Request
Give every line of the records below as a numbered list, skipping blank lines and leaving out the pictures.

Raw records:
----
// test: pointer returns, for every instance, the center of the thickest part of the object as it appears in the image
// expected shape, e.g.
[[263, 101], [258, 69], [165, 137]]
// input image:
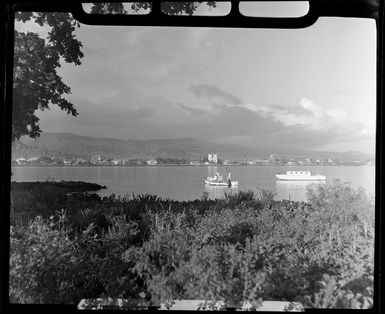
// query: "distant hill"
[[67, 145]]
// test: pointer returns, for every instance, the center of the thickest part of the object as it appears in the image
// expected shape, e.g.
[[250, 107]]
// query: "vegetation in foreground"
[[246, 246]]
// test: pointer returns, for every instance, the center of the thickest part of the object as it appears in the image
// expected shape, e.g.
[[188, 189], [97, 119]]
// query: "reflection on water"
[[294, 190], [219, 191]]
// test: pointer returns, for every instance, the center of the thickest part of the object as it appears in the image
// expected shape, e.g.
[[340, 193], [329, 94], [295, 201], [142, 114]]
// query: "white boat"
[[218, 180], [300, 176]]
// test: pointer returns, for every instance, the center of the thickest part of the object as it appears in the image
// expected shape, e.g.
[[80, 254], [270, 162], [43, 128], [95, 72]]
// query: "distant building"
[[67, 162], [21, 161], [151, 162], [34, 161], [213, 158]]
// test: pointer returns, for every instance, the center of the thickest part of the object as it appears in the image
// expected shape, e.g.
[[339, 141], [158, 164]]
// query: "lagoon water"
[[187, 182]]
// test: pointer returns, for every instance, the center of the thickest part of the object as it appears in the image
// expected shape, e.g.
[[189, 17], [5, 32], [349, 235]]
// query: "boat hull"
[[213, 183]]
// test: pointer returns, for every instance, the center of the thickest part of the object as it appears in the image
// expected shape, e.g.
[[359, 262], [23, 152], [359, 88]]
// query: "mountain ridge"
[[70, 145]]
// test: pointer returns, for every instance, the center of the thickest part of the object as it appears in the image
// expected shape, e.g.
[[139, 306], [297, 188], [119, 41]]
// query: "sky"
[[312, 88]]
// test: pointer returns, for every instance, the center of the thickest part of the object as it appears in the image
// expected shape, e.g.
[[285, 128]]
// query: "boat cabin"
[[301, 173]]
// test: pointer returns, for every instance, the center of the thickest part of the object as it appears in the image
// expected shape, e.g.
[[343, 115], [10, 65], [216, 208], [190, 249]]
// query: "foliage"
[[36, 83], [240, 248]]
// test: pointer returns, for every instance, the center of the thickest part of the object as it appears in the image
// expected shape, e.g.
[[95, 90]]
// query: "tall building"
[[212, 158]]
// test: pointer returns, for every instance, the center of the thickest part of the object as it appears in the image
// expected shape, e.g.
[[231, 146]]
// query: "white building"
[[213, 158], [21, 161]]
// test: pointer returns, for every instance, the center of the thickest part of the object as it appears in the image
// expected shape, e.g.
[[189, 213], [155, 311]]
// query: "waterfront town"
[[209, 159]]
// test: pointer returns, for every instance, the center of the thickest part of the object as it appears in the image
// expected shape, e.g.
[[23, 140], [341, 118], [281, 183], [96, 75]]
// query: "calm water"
[[187, 182]]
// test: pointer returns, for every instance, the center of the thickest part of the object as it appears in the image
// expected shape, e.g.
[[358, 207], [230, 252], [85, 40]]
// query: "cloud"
[[190, 110], [214, 92], [306, 113]]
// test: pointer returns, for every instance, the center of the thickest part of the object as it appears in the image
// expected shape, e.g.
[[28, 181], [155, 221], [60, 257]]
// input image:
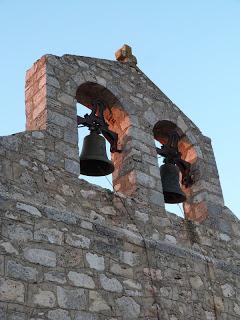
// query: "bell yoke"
[[94, 160]]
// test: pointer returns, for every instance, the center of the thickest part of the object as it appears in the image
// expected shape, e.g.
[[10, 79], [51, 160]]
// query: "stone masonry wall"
[[70, 250]]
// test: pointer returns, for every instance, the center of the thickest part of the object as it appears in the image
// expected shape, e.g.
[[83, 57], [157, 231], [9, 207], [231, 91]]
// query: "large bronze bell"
[[93, 158], [170, 183]]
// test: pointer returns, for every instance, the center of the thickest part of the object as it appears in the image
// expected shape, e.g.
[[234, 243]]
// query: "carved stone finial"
[[124, 55]]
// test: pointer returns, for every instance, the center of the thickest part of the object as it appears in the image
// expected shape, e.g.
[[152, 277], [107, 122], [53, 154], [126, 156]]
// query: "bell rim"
[[108, 170]]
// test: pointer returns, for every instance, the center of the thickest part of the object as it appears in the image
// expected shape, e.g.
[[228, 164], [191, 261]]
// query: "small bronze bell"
[[93, 158], [170, 183]]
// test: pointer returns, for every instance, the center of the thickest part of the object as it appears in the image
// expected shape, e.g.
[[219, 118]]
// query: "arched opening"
[[117, 121], [162, 130]]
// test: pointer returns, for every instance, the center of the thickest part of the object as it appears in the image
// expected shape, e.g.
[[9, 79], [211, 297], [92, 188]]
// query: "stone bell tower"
[[74, 251]]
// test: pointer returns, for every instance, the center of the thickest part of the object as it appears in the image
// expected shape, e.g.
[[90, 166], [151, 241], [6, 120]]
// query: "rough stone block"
[[11, 290], [19, 271], [40, 256], [69, 298]]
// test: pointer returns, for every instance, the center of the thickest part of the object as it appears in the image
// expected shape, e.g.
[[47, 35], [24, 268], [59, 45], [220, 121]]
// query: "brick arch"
[[119, 122], [190, 146]]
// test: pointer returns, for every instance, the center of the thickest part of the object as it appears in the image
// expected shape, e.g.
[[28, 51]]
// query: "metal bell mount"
[[169, 171], [93, 158]]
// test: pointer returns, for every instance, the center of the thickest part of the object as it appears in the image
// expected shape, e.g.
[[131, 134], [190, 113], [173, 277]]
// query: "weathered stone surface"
[[227, 290], [69, 298], [81, 280], [97, 302], [58, 314], [51, 235], [128, 309], [44, 257], [71, 250], [129, 258], [81, 315], [196, 282], [77, 240], [18, 271], [11, 290], [55, 276], [8, 247], [29, 209], [110, 284], [96, 262], [44, 298]]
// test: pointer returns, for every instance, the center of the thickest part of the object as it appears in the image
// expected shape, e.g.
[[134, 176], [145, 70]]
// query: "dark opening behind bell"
[[93, 158], [170, 182]]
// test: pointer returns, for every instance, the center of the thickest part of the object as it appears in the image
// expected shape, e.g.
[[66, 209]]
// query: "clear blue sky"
----
Exercise solution
1. // test: pointer returns, for every instance, the center of the thickest part of the object as it appears in the image
2. // expected shape, e.g.
3. [[263, 101], [258, 69], [165, 137]]
4. // input image:
5. // query: "distant hill"
6. [[67, 145]]
7. // test: pointer returns, for every instance, the center of the thickest part of the object as it appears in the image
8. // expected shape, e.g.
9. [[250, 107]]
10. // query: "vegetation in foreground"
11. [[246, 246]]
12. // test: pointer returns, for every instance, the center of the thickest part of the object as it appears in the image
13. // expected shape, e.g.
14. [[188, 189], [97, 119]]
15. // query: "reflection on water"
16. [[294, 190], [219, 191]]
17. // test: pointer returns, for every instance, the center of the thickest part of the object as it appears in the image
18. // expected shape, e.g.
19. [[340, 193], [329, 94], [295, 201], [142, 114]]
20. // query: "white boat"
21. [[218, 180], [300, 176]]
22. // test: pointer returns, for every instance, the center of the thickest part of the object as it appears in the image
23. // expected shape, e.g.
24. [[80, 254], [270, 162], [43, 128], [95, 72]]
25. // query: "distant building"
26. [[67, 162], [21, 161], [151, 162], [34, 161], [213, 158]]
27. // test: pointer returns, for every instance, the center of the thickest part of the object as it appears in the image
28. // expected shape, e.g.
29. [[339, 141], [158, 164]]
30. // query: "lagoon water"
31. [[187, 182]]
32. // test: pointer returns, for every instance, the center of the thickest part of the object as it appears in the image
33. // expected shape, e.g.
34. [[189, 17], [5, 32], [349, 235]]
35. // query: "boat hull"
36. [[213, 183]]
37. // test: pointer returns, for every instance, the center of the thickest part of the object as it appears in the image
38. // expected shape, e.g.
39. [[359, 262], [23, 152], [359, 88]]
40. // query: "mountain ridge"
41. [[70, 145]]
42. // test: pointer returns, for every instance, the center of the thickest part of the object as it appears in the image
43. // expected shape, e.g.
44. [[139, 306], [297, 188], [119, 41]]
45. // query: "sky"
46. [[312, 88]]
47. // test: pointer returns, for every instance, the center of the thickest part of the object as it appears in the image
48. // expected shape, e.g.
49. [[285, 128]]
50. // query: "boat cabin"
51. [[301, 173]]
52. // test: pointer returns, for every instance, the center of the thickest part of the object as it appears in the image
53. // expected shape, e.g.
54. [[343, 115], [10, 65], [216, 208], [190, 249]]
55. // query: "foliage"
56. [[36, 83], [240, 248]]
57. // test: pointer returns, for every instance, the center of the thickest part of the object as it appears in the image
58. // expected shape, e.g.
59. [[95, 90]]
60. // query: "tall building"
61. [[212, 158]]
62. // test: pointer returns, for every instance, the center of the thickest part of the object as it appears in the image
63. // expected shape, e.g.
64. [[231, 146]]
65. // query: "white building"
66. [[213, 158], [21, 161]]
67. // test: pointer returns, for every instance, the center of the thickest part of the object as it appears in the image
68. // expected shape, e.g.
69. [[189, 213], [155, 311]]
70. // query: "waterfront town"
71. [[209, 159]]
72. // test: pointer returns, for every instance, the center of the thickest part of the object as it appears in the image
73. // expected shape, e.g.
74. [[23, 140], [341, 118], [281, 183], [96, 75]]
75. // query: "calm water"
76. [[187, 182]]
77. // test: pointer returns, for every instance, the center of the thickest part of the object as it appears in the image
78. // expected shape, e.g.
79. [[358, 207], [230, 252], [85, 40]]
80. // query: "cloud"
81. [[190, 110], [214, 92], [306, 113]]
82. // test: pointer returns, for every instance, the center of the thickest part of the object as it appears in the image
83. // expected shape, e.g.
84. [[28, 181], [155, 221], [60, 257]]
85. // input image:
86. // query: "bell yoke"
87. [[94, 160]]
88. // test: pointer returns, for every instance, the center of the thickest part of the object as it appears in the image
89. // expected shape, e.g.
90. [[10, 79], [51, 160]]
91. // query: "stone masonry wall"
92. [[70, 250]]
93. // test: pointer returns, for every instance, the center of the thickest part of the object as it appears in the image
94. // expected shape, e.g.
95. [[83, 57], [157, 231], [9, 207], [231, 91]]
96. // query: "large bronze bell"
97. [[93, 158], [170, 183]]
98. // test: pointer returns, for every instance, the center of the thickest part of the object as it appears in the image
99. // expected shape, e.g.
100. [[234, 243]]
101. // query: "carved stone finial"
102. [[124, 55]]
103. // test: pointer returns, for every instance, the center of the thickest part of the object as it appears in the image
104. // expected shape, e.g.
105. [[152, 277], [107, 122], [53, 154], [126, 156]]
106. // query: "bell rim"
107. [[108, 170]]
108. // test: pointer returns, for every instance, the center of the thickest part of the object as it appears in the image
109. // expected shape, e.g.
110. [[228, 164], [191, 261]]
111. // query: "small bronze bell"
112. [[93, 158], [170, 183]]
113. // test: pointer returns, for every instance, the center of the thickest part of the object as it appears in the image
114. // expected shape, e.g.
115. [[219, 118]]
116. // query: "arched opening"
117. [[117, 121], [162, 130]]
118. // test: pointer returns, for every instance, the center of the thickest part of the object as it appears in the image
119. // expected shape, e.g.
120. [[9, 79], [211, 297], [92, 188]]
121. // query: "stone bell tower"
122. [[74, 251]]
123. // test: pointer returns, for every instance, the center of the thickest part of the object as it appears in the image
124. // expected shape, e.g.
125. [[90, 166], [151, 241], [6, 120]]
126. // query: "rough stone block"
127. [[11, 290], [19, 271], [40, 256], [69, 298]]
128. // test: pointer returns, for every instance, the center of the thickest part of the object as it appears in the image
129. // expected shape, e.g.
130. [[47, 35], [24, 268], [59, 45], [220, 121]]
131. // query: "brick arch"
132. [[119, 122], [190, 146]]
133. // test: pointer returns, for every instance, the center of the thickest part of the object as it appears in the image
134. // expected shape, e.g.
135. [[28, 51]]
136. // query: "metal bell mount"
137. [[169, 171], [93, 158]]
138. // test: pointer returns, for every instance, the center of the thickest part of the object as it appears in the image
139. // expected shape, e.g.
140. [[131, 134], [190, 113], [173, 277]]
141. // query: "weathered stone surface"
142. [[227, 290], [69, 298], [81, 280], [97, 302], [58, 314], [51, 235], [128, 309], [44, 257], [71, 250], [129, 258], [81, 315], [196, 282], [77, 240], [18, 271], [11, 290], [55, 276], [8, 247], [29, 209], [110, 284], [96, 262], [44, 298]]
143. // test: pointer returns, for every instance, the center of the thickest part of the object as it appears in the image
144. // expected shape, e.g.
145. [[134, 176], [145, 70]]
146. // query: "dark opening behind bell"
147. [[93, 158], [170, 182]]
148. // test: pointer returns, for every instance, the center of the thickest part of the object as it appears in the image
149. // expected shape, e.g.
150. [[66, 209]]
151. // query: "clear blue sky"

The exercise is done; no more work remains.